→ **Brief 1**
In the share pledge agreement below, condense the paragraph beginning "Deutsche Bank AG, a company incorporated" into a bulleted list that keeps its main facts.
→ **Brief 2**
Set down, word for word, the part of the share pledge agreement from "The parties referred" up to and including "ancillary thereto.".

→ **Given passage**
— begin —

Linklaters Advokatbyra
Strandvagen 7A
Box 5402
SE-114 84 Stockholm


Telephone (46-8) 665 66 00
Facsimile (46-8) 667 68 83

Ref JSA/CHP


<PAGE>


This Share Pledge Agreement (the "Pledge Agreement") is made on 18 July 2003
between:

(1)      Millicom Telecommunications S.A., a societe anonyme incorporated in the
         Grand Duchy of Luxembourg under registration number B 64 899 and whose
         registered office is at 75, route de Longwy, L-8080 Luxembourg (the
         "Pledgor"); and

(2)      Deutsche Bank AG, a company incorporated under the laws of Germany as a
         Stock corporation domiciled in Frankfurt am Main (registered under No.
         30000 with the District Court of Frankfurt am Main) and acting for the
         purposes of this Pledge Agreement through its London branch at
         Winchester House, 1 Great Winchester Street, London EC2N 2DB and
         registered in the UK with Companies House pursuant to Schedule 21A of
         the Companies Act 1985 under Company No. FC007615, Branch No. BR000005
         (the "Pledgee").

The parties referred to above are hereinafter individually referred to as a
"party" or collectively as the "parties".

Whereas:

(A)      The Pledgee desires to take a security interest from the Pledgor over
         certain Class B shares in Tele2 AB (publ) (and the various rights
         pertaining thereto) in respect of certain obligations from time to time
         incurred by the Pledgor against the Pledgee under the terms of a
         Facility Agreement (as defined below) and any other agreements
         ancillary thereto.

— end —

(Entries pointing to named objects)

— begin —

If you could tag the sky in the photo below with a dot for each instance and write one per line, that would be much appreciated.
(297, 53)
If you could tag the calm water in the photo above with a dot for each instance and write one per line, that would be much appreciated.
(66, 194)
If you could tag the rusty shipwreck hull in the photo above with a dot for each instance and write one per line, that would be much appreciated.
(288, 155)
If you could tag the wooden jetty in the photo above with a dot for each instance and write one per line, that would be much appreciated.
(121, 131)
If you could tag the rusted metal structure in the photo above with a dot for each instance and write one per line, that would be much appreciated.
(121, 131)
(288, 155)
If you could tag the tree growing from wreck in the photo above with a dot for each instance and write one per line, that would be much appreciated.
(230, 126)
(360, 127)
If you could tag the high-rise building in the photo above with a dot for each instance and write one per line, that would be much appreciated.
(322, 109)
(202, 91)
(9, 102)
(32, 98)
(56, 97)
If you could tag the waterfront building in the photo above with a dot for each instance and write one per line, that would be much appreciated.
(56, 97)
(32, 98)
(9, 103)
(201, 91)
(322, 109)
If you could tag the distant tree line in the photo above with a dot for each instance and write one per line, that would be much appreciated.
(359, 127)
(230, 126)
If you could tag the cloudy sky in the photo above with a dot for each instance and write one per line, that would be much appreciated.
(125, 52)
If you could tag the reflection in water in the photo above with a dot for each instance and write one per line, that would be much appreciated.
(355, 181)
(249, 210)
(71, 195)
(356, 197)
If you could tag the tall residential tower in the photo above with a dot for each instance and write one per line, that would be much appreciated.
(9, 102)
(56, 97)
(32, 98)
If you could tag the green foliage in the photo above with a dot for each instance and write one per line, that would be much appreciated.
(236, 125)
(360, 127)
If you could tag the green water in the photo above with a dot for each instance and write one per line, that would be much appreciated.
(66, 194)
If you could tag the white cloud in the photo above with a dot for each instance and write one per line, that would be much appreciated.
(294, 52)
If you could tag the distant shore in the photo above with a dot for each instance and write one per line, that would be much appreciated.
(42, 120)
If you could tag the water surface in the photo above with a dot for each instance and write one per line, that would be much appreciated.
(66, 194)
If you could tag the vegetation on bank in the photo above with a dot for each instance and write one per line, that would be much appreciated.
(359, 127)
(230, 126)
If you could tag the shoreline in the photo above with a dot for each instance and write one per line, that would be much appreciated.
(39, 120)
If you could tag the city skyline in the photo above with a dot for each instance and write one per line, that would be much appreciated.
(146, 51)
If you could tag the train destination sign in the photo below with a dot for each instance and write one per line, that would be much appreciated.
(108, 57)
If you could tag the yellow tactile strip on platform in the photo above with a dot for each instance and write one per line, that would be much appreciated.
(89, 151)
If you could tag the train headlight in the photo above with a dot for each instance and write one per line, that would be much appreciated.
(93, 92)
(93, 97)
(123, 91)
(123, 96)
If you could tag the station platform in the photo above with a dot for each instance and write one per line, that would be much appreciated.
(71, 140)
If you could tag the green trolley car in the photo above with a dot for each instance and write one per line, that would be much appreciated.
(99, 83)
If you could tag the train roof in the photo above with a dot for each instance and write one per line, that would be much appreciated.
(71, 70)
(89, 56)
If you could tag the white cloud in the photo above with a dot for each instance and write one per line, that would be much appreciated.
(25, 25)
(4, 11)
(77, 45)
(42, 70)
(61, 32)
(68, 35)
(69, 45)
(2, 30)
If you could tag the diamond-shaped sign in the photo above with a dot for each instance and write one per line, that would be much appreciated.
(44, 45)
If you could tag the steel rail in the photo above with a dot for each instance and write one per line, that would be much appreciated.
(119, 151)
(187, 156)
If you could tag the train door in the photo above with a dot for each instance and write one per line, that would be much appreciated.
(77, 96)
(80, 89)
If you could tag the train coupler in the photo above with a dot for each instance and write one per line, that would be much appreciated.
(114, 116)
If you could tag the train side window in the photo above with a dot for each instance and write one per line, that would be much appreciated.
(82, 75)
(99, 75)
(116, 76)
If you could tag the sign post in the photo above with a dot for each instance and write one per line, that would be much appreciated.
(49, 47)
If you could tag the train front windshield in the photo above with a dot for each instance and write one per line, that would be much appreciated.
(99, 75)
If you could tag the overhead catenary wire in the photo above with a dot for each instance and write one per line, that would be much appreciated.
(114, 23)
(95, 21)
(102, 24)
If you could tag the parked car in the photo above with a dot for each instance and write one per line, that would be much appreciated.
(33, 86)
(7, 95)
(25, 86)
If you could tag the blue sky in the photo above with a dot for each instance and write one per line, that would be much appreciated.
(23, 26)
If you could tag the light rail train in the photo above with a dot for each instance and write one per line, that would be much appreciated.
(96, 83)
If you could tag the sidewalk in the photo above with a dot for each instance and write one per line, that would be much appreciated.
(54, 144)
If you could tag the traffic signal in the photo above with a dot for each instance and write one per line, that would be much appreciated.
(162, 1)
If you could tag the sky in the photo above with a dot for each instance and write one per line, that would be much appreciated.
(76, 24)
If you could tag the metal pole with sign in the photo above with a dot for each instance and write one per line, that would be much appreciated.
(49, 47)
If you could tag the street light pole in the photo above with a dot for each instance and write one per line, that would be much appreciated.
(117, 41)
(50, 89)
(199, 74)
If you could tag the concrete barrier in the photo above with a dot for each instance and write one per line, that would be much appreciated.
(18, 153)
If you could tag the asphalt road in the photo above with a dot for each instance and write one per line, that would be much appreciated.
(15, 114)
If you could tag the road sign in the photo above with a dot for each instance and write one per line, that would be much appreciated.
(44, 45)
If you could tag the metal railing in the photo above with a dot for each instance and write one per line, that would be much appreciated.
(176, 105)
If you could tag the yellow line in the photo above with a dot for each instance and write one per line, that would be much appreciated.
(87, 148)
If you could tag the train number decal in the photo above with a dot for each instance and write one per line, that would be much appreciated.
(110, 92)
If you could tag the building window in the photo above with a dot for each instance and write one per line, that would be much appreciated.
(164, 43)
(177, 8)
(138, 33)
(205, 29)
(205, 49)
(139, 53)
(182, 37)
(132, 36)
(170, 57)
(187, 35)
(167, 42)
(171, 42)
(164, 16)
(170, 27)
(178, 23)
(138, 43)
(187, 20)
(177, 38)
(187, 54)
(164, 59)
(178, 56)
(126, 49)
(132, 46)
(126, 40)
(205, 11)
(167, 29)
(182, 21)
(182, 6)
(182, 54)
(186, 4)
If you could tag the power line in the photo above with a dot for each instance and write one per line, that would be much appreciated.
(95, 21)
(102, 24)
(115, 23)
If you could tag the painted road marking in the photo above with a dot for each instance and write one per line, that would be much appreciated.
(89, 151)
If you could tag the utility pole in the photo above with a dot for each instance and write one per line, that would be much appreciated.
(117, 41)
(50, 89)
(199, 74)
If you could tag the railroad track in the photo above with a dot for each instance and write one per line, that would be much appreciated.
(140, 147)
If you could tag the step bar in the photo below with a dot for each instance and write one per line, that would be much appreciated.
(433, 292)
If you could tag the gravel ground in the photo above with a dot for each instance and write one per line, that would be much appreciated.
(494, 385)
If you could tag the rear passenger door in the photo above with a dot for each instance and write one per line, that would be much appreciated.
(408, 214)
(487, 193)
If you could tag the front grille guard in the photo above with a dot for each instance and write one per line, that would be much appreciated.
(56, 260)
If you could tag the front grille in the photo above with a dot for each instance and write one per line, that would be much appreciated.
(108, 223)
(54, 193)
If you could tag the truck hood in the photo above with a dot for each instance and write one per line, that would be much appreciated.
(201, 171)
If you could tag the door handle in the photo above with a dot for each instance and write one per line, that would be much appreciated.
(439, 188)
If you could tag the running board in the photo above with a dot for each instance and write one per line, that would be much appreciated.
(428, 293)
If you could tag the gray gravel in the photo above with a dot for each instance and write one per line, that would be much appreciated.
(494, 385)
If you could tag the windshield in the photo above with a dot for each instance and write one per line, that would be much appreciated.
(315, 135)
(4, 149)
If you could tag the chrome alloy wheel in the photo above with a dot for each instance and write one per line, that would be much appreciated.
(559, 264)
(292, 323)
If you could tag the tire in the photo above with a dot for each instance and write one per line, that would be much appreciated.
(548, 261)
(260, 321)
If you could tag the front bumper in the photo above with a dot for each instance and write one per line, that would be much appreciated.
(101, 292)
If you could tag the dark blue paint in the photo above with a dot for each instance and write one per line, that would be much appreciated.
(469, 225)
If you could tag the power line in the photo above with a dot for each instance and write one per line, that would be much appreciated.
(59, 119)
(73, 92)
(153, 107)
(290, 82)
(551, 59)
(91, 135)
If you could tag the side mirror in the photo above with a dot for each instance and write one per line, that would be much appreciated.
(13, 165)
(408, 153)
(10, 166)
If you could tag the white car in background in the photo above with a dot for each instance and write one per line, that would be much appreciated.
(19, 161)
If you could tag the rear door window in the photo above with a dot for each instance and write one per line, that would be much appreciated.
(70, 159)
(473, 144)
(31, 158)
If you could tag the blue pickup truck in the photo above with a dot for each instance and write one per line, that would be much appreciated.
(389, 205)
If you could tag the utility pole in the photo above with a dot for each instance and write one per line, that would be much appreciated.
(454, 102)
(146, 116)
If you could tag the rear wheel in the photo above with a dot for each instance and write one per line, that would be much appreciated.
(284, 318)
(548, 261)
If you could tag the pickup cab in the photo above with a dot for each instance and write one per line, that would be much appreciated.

— end —

→ **Final result 1**
- Deutsche Bank AG, a stock corporation incorporated under German law and domiciled in Frankfurt am Main
- Registered under No. 30000 with the District Court of Frankfurt am Main
- Acts for this Pledge Agreement through its London branch at Winchester House, 1 Great Winchester Street, London EC2N 2DB
- Registered in the UK with Companies House under Schedule 21A of the Companies Act 1985 (Company No. FC007615, Branch No. BR000005)
- Referred to as the "Pledgee"

→ **Final result 2**
The parties referred to above are hereinafter individually referred to as a
"party" or collectively as the "parties".

Whereas:

(A)      The Pledgee desires to take a security interest from the Pledgor over
         certain Class B shares in Tele2 AB (publ) (and the various rights
         pertaining thereto) in respect of certain obligations from time to time
         incurred by the Pledgor against the Pledgee under the terms of a
         Facility Agreement (as defined below) and any other agreements
         ancillary thereto.